§ **Stored records**
_ _ _ _ _

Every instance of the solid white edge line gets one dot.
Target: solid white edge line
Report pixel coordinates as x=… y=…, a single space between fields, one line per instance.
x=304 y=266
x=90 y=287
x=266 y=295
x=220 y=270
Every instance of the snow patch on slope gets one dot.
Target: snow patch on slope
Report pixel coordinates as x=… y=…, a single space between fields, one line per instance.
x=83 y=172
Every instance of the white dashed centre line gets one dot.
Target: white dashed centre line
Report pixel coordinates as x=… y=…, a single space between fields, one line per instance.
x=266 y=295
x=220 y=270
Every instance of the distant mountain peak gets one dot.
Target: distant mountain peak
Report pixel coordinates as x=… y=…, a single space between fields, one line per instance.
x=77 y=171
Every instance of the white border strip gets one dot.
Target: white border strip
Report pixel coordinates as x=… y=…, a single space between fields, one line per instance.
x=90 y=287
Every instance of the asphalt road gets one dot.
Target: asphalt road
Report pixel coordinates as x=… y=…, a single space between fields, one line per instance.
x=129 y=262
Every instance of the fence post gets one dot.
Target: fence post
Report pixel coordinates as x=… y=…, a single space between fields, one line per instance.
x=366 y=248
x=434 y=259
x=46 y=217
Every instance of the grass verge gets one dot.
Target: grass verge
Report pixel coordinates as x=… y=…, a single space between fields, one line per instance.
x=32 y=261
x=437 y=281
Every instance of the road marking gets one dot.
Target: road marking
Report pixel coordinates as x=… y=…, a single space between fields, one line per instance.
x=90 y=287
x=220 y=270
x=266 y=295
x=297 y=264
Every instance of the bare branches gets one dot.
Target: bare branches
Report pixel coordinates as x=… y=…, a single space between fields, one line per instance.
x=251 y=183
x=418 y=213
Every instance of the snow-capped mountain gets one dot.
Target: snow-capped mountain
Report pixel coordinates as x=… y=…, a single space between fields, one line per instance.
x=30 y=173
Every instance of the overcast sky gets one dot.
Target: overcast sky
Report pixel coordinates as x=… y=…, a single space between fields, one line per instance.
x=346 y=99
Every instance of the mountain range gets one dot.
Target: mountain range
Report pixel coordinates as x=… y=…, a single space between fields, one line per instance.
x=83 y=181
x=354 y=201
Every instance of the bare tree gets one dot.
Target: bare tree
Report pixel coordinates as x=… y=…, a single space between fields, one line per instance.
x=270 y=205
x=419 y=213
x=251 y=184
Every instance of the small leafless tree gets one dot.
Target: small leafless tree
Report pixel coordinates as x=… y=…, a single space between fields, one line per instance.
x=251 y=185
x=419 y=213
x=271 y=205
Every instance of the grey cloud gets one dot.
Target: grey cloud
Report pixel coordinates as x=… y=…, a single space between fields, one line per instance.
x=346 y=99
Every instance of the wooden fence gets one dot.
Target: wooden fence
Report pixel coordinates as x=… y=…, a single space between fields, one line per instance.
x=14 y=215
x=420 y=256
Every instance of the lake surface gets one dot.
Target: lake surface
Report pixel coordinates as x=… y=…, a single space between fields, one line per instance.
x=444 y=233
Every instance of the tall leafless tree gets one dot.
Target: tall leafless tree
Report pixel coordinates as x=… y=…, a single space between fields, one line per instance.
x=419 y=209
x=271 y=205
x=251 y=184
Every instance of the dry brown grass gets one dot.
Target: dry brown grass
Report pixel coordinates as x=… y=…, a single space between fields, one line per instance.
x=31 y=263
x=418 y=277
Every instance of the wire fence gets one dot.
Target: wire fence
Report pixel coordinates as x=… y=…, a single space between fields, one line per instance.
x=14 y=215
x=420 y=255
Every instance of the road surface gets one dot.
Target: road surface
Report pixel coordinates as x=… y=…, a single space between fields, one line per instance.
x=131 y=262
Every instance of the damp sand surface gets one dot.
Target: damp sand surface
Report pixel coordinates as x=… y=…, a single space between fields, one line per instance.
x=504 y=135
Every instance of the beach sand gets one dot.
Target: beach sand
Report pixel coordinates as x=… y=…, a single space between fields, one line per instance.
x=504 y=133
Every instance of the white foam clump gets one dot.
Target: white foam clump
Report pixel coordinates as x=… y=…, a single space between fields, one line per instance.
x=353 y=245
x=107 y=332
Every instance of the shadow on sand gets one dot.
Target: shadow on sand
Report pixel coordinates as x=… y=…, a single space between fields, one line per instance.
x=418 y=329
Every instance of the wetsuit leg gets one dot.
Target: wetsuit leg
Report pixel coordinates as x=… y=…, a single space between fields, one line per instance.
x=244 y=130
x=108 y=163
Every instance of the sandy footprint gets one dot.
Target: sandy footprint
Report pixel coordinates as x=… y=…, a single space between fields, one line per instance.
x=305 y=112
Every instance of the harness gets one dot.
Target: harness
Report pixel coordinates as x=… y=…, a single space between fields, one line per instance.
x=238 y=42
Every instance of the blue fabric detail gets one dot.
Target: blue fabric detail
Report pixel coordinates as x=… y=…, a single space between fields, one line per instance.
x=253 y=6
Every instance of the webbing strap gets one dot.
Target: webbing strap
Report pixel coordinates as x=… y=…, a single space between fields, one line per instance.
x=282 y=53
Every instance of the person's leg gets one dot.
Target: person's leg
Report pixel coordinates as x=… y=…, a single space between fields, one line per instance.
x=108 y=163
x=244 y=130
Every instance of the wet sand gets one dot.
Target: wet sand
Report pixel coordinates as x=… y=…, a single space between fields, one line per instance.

_ _ _ _ _

§ **The request**
Update the part of the records that opens with the line containing "Every instance of the wetsuit" and closes with the line containing "x=305 y=112", replacing "sandy footprint" with "footprint in the sand" and leaving everything else unchanged. Give only those lines.

§ **Task answer**
Every instance of the wetsuit leg gets one dot.
Target: wetsuit leg
Report pixel coordinates as x=… y=…, a single space between fields, one line per instance.
x=244 y=130
x=108 y=163
Every instance of the footprint in the sand gets one dot.
Target: footprint in the sand
Report pixel coordinates as x=… y=…, a single space between fields, one line per instance.
x=305 y=112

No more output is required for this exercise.